Entrepreneur Tom Zurn, who's trying to make a buck off dog poop, says business is "picking up."
Zurn, 55, blames his partner, Wilson, a 6-year-old Tibetan terrier, for being the inspiration for what has been "a lot of work."
The kids were getting older and ready to head to college. And Zurn, who lives in Eden Prairie, wanted a companion for his occasional jogs.
"Wilson quickly became part of the family," Zurn said. The task of cleaning up after Wilson, however, fell to him. "And I am someone who always looks for a better way to do things.''
Zurn, tired of bending over to pick up after Wilson with old plastic newspaper bags, by late 2012, was noodling in his brain what kind of product he needed to invent.
Zurn is a creative sort who has worked in graphics arts and as a software tester.
His search for what was available turned up several solutions in the market that involved claws, scoops and rakes. They all fell short of his expectations.
"I needed a one-step solution that scoops directly into an attached bag," Zurn said, rather than "scooping up Wilson's 'land mines' and transferring them into a bag. In searching pet stores for a better solution, I found that there are "scoop and bucket" solutions and "claw" solutions.
"Both are inconvenient, messy and require that the waste be transferred into a bag for disposal. Transferring it to a bag might be the worst of the task. There is also the "bag in hand" solution, which requires handling squishy bags and allows for limited amounts of waste. "There had to be a better way to do this. What I needed was a one-step solution that scoops directly into an attached bag. Unsnaps the bag into the trash container."

▸ INSTRUCTIONS:
1) Answer these questions using the article about Tom Zurn and his dog:
(a) What breed is Wilson, and how old is he?
(b) In what city does Zurn live?
(c) In what two fields has Zurn worked?
2) Retype the passage of the article about Tom Zurn and his dog between "Zurn, 55, blames" and "of his expectations.", inclusive.

▸ EXTRACTED RECORDS:
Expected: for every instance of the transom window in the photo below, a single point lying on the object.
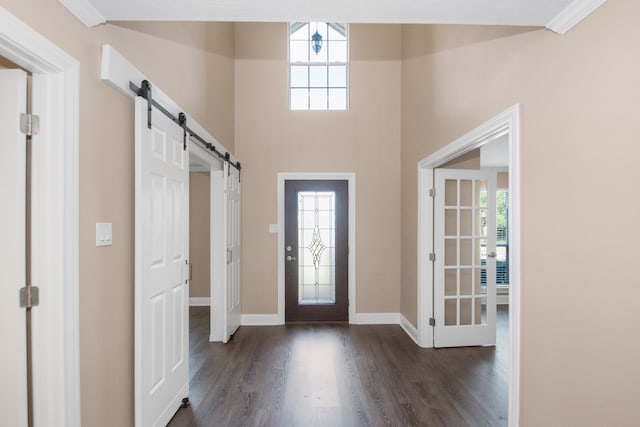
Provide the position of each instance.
(318, 66)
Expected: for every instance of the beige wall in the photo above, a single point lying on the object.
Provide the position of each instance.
(364, 140)
(199, 234)
(578, 94)
(198, 79)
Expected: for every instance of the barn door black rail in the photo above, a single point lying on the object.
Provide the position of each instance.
(145, 92)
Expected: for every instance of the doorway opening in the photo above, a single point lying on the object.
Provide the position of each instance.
(507, 125)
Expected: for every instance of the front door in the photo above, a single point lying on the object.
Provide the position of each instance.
(465, 265)
(316, 250)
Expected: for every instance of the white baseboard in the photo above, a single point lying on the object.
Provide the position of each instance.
(259, 320)
(408, 328)
(375, 319)
(199, 301)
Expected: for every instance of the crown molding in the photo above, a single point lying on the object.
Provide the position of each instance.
(575, 12)
(84, 11)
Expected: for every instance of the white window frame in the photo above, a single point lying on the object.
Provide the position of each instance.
(317, 64)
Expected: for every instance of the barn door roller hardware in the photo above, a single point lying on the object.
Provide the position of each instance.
(145, 92)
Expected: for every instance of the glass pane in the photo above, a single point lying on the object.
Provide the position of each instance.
(450, 312)
(299, 31)
(318, 76)
(466, 315)
(478, 277)
(466, 192)
(466, 222)
(321, 55)
(481, 189)
(477, 312)
(481, 222)
(318, 99)
(299, 76)
(299, 99)
(450, 282)
(465, 281)
(338, 76)
(337, 51)
(450, 222)
(299, 51)
(481, 255)
(337, 99)
(336, 32)
(450, 252)
(316, 258)
(450, 192)
(483, 311)
(466, 251)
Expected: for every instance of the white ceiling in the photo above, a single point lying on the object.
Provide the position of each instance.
(544, 13)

▸ ANSWERS IN ORDER:
1)
(a) Wilson is a 6-year-old Tibetan terrier.
(b) Zurn lives in Eden Prairie.
(c) He has worked in graphics arts and as a software tester.

2)
Zurn, 55, blames his partner, Wilson, a 6-year-old Tibetan terrier, for being the inspiration for what has been "a lot of work."
The kids were getting older and ready to head to college. And Zurn, who lives in Eden Prairie, wanted a companion for his occasional jogs.
"Wilson quickly became part of the family," Zurn said. The task of cleaning up after Wilson, however, fell to him. "And I am someone who always looks for a better way to do things.''
Zurn, tired of bending over to pick up after Wilson with old plastic newspaper bags, by late 2012, was noodling in his brain what kind of product he needed to invent.
Zurn is a creative sort who has worked in graphics arts and as a software tester.
His search for what was available turned up several solutions in the market that involved claws, scoops and rakes. They all fell short of his expectations.